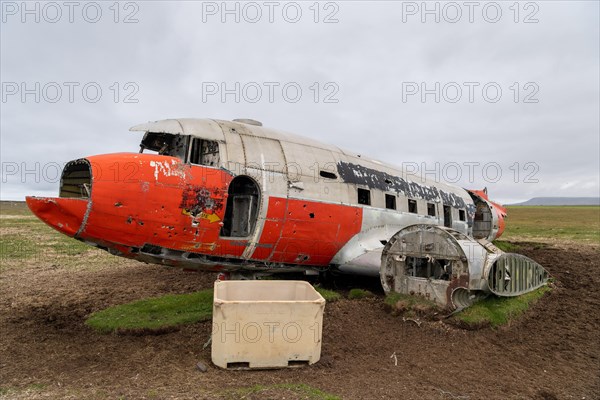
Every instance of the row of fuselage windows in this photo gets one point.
(364, 197)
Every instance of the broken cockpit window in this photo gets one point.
(165, 144)
(204, 152)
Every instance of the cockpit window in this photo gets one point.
(165, 144)
(204, 152)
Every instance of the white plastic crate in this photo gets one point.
(266, 324)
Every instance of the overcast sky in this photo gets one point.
(485, 86)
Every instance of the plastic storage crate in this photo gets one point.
(266, 324)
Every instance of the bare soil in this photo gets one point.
(46, 351)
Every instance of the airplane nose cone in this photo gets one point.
(66, 215)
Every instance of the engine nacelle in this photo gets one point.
(452, 269)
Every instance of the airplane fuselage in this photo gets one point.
(229, 196)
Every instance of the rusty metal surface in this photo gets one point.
(453, 270)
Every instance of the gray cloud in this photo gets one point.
(368, 54)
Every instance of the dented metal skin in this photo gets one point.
(452, 269)
(235, 196)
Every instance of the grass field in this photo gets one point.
(572, 223)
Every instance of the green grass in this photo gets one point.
(280, 390)
(155, 314)
(574, 223)
(507, 246)
(496, 311)
(355, 294)
(328, 295)
(23, 237)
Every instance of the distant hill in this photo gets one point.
(560, 201)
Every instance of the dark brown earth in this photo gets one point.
(46, 351)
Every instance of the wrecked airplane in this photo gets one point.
(236, 197)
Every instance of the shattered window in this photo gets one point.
(364, 196)
(412, 206)
(204, 152)
(431, 209)
(390, 201)
(165, 144)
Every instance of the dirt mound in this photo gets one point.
(46, 351)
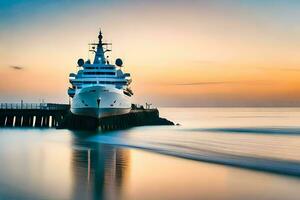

TRAVAIL À FAIRE =
Peux-tu recopier la partie qui s'ouvre sur la ligne contenant « Every instance of the rusty » et se ferme sur la fin des enregistrements, bornes comprises, consignes incluses, en redimensionnant chaque coordonnée des réponses par un facteur 0,25 arrondi à l'entier, les demis vers le haut ? Ne reprends que ces lignes, sans les images.

RÉPONSE CORRECTE =
Every instance of the rusty metal surface in this photo gets one point.
(113, 68)
Every instance of the gray cloud in this photo gets one point.
(92, 14)
Every instance of the dented metal skin in this photo gets one point.
(113, 67)
(59, 49)
Every instance of the grass field in this photo gets one point.
(143, 56)
Every instance of the green grass in this photo gets one point.
(70, 98)
(39, 79)
(144, 56)
(127, 62)
(124, 78)
(89, 74)
(82, 74)
(6, 59)
Every instance of the distant hill in this photo gets one point.
(140, 50)
Every instance of the dark brown earth in this photo gets one point.
(12, 88)
Every instance of the wrecked airplane in this photo gets one point.
(59, 49)
Every instance of the shattered window in this photo gets one point.
(91, 49)
(103, 52)
(51, 38)
(108, 52)
(98, 50)
(41, 36)
Every instance of the dirt mound in this photo gets one point.
(12, 88)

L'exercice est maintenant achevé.